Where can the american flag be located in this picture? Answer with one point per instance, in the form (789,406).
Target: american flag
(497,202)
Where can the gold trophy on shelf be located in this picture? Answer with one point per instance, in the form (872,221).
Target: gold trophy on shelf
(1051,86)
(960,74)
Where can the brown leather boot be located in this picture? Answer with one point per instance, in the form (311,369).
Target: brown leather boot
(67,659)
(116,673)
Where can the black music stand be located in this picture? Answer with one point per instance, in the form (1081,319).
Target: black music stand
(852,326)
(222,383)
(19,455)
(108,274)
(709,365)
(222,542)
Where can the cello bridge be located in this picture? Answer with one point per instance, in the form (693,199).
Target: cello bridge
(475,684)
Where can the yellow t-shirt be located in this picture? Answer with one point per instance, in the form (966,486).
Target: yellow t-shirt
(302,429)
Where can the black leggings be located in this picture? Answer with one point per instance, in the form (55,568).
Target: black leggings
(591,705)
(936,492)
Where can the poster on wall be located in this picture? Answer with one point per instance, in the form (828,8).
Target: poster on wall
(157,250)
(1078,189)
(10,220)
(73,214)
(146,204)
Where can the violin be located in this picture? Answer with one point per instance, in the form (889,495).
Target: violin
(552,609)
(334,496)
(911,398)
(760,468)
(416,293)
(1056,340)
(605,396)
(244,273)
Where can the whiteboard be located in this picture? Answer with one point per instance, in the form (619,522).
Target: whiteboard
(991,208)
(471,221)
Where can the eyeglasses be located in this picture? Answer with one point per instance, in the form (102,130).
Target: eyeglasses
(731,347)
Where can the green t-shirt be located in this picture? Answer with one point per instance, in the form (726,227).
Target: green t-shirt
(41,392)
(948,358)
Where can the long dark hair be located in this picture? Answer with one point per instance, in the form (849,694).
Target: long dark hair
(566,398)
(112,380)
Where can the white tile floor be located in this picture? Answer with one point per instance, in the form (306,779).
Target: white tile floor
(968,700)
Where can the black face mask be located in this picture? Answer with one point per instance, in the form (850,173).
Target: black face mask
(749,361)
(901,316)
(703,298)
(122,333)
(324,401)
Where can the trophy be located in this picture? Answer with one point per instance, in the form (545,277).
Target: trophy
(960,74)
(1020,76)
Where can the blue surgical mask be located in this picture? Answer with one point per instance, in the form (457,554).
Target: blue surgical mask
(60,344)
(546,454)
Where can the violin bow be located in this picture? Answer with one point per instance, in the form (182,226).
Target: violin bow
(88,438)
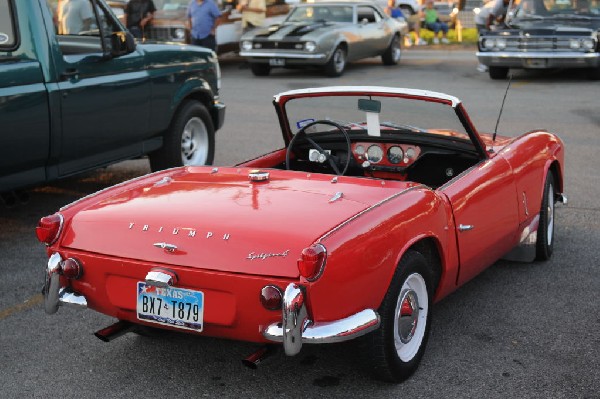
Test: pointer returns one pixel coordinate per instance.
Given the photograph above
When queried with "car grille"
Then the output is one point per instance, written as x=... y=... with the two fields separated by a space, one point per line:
x=277 y=45
x=544 y=43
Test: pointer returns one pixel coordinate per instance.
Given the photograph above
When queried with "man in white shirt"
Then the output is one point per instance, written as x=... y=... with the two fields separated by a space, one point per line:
x=74 y=16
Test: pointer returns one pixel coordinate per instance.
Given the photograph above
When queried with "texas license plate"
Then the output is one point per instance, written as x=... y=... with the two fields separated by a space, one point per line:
x=276 y=61
x=175 y=307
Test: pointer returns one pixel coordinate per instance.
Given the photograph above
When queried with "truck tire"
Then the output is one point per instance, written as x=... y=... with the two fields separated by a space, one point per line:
x=189 y=141
x=392 y=54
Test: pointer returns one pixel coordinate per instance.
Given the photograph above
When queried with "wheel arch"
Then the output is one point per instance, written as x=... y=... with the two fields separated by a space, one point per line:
x=194 y=90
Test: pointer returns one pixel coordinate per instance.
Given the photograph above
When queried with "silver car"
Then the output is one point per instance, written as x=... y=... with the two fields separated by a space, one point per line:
x=325 y=34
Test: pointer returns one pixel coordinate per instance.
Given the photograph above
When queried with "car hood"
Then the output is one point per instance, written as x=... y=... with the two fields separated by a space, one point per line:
x=289 y=30
x=220 y=220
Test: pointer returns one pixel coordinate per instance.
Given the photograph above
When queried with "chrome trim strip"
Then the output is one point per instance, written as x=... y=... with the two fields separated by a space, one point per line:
x=359 y=214
x=52 y=284
x=70 y=298
x=373 y=91
x=536 y=54
x=297 y=329
x=267 y=54
x=161 y=278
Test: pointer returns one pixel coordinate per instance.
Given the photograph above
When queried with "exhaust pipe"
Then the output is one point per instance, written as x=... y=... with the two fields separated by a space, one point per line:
x=259 y=356
x=114 y=331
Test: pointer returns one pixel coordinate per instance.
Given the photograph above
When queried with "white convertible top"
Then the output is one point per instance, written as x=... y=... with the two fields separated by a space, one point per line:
x=371 y=90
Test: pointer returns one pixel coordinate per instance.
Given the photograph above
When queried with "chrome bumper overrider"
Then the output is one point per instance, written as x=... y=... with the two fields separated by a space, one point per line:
x=297 y=329
x=54 y=294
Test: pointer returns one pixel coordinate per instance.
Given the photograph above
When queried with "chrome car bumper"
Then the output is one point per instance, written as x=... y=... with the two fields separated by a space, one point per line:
x=539 y=60
x=289 y=58
x=54 y=294
x=297 y=328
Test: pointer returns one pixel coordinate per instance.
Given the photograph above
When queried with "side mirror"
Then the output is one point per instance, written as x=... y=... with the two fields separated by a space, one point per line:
x=121 y=43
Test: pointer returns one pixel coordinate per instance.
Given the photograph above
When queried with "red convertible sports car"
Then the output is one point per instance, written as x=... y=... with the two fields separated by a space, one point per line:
x=383 y=201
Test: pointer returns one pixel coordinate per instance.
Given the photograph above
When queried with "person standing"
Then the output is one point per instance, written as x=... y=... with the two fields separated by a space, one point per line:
x=203 y=19
x=138 y=15
x=74 y=16
x=432 y=22
x=498 y=13
x=253 y=13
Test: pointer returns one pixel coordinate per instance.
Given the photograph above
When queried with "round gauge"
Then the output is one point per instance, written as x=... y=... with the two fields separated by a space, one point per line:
x=395 y=154
x=374 y=154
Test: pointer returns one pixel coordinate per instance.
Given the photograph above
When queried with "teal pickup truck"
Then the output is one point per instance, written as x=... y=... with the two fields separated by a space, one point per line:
x=77 y=94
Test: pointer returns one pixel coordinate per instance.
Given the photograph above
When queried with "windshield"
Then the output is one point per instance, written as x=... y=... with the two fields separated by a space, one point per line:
x=321 y=14
x=558 y=8
x=396 y=115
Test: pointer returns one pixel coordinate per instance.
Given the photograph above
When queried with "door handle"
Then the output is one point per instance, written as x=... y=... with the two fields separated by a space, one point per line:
x=69 y=73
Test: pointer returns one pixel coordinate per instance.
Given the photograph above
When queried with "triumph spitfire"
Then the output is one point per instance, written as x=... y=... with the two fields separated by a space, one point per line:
x=382 y=202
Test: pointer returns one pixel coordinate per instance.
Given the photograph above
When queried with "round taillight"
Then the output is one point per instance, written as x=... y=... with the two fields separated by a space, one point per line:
x=270 y=297
x=72 y=269
x=48 y=228
x=312 y=261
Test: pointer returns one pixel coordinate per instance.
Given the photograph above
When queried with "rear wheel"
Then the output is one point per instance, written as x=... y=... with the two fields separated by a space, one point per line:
x=393 y=352
x=189 y=141
x=260 y=69
x=392 y=54
x=337 y=63
x=545 y=234
x=498 y=73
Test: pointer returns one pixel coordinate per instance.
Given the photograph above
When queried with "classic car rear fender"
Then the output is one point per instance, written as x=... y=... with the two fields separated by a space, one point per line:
x=364 y=252
x=532 y=156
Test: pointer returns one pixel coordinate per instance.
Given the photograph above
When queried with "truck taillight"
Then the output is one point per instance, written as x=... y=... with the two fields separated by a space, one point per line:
x=312 y=262
x=49 y=228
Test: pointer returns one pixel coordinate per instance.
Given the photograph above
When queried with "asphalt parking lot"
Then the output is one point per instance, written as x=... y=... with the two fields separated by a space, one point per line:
x=516 y=331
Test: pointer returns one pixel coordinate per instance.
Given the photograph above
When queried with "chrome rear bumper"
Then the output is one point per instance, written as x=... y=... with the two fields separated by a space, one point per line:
x=54 y=294
x=297 y=328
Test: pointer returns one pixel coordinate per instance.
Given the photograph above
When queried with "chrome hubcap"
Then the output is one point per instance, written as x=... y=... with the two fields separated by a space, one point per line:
x=408 y=317
x=194 y=143
x=411 y=317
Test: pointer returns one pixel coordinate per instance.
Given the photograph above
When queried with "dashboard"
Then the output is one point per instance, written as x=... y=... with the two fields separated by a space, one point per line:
x=387 y=156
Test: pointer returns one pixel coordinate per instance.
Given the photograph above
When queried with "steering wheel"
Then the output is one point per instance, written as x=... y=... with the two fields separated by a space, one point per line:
x=323 y=157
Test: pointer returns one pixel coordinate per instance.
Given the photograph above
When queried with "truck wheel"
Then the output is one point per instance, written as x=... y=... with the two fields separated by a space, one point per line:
x=189 y=141
x=393 y=352
x=545 y=234
x=260 y=69
x=337 y=63
x=393 y=52
x=498 y=73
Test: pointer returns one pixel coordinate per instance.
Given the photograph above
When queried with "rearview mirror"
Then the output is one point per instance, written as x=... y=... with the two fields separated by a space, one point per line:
x=121 y=43
x=369 y=105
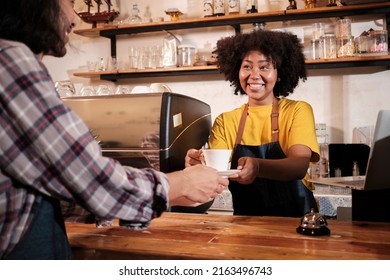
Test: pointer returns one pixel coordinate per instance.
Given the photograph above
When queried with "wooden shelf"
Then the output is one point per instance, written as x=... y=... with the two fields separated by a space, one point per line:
x=356 y=61
x=236 y=20
x=112 y=31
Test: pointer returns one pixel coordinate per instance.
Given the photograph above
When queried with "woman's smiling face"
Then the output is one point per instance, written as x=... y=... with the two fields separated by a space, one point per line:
x=258 y=77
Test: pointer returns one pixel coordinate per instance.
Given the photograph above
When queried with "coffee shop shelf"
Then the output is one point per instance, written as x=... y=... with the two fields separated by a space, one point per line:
x=111 y=31
x=361 y=61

— SHORT EXERCISE —
Output the entries from the line containing "Where can the blue" through the line containing "x=175 y=307", both included, as a Markdown table with the columns Row (a running row number) and Line. Skip blank lines, and leave the pictures out.

— REPLY —
| Row | Line |
|---|---|
| 1 | Where can the blue surgical mask be located in this picture? Answer with one point per instance, in the form (457,554). |
| 2 | Target: blue surgical mask |
| 3 | (60,344) |
| 4 | (546,454) |
| 5 | Where can the violin bow be located in this picture? Answer with one point per instance, in the form (182,226). |
| 6 | Target: violin bow |
| 7 | (88,438) |
| 8 | Test: pointer returns one pixel coordinate per instance. |
| 9 | Given the photograph above |
| 10 | When queried with "car grille" |
| 11 | Then the output is one point per instance, written as x=... y=... with the two fields separated by a space, one point per line: |
| 12 | x=277 y=45 |
| 13 | x=544 y=43 |
| 14 | Test: pointer returns one pixel coordinate per instance. |
| 15 | Given the photograph above |
| 16 | When queried with "man in white shirt" |
| 17 | Then the output is one point per instance, written as x=... y=... with the two fields separated by a space, one point per line: |
| 18 | x=74 y=16 |
| 19 | Test: pointer returns one pixel coordinate per instance. |
| 20 | Given the photograph above |
| 21 | When queried with "texas license plate" |
| 22 | Then the output is one point per instance, written as x=... y=... with the two fields separated by a space, one point per line: |
| 23 | x=276 y=61 |
| 24 | x=175 y=307 |